Show each line in the entries below that contains the string "instance". Treat uppercase and lowercase letters as different.
--- Start of RECORDS SUPPLIED ---
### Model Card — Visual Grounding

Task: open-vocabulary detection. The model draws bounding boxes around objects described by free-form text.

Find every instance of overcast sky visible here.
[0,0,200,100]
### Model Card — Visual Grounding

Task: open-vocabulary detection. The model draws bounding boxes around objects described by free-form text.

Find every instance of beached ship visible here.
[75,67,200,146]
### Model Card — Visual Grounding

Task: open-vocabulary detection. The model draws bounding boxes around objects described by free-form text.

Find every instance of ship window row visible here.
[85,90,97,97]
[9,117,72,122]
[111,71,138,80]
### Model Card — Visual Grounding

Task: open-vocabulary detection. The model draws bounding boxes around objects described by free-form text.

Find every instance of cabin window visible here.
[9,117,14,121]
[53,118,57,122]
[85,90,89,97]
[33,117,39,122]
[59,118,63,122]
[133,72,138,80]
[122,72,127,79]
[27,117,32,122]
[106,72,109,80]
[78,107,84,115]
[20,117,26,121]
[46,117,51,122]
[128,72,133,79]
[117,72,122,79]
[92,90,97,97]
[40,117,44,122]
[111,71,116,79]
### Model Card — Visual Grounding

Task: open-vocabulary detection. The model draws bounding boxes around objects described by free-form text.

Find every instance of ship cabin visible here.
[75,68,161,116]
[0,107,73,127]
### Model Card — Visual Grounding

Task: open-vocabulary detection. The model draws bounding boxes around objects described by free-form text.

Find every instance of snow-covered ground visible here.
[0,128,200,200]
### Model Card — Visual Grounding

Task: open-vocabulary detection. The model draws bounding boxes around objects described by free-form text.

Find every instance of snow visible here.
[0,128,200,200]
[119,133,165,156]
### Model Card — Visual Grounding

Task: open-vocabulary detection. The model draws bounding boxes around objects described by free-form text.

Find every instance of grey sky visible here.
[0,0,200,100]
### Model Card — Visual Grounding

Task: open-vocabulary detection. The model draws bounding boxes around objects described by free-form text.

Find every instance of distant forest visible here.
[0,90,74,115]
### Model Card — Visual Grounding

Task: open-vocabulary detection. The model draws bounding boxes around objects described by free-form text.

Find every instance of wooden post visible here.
--- End of RECORDS SUPPLIED ---
» **OUTPUT BELOW**:
Find every instance of overcast sky visible here.
Find every instance of beached ship visible here.
Find every instance of ship window row visible here.
Find every instance of cabin window visible here.
Find every instance of ship cabin visible here.
Find every instance of snow-covered ground visible here.
Find every instance of snow visible here.
Find every instance of grey sky visible here.
Find every instance of distant forest visible here.
Find every instance of wooden post visible here.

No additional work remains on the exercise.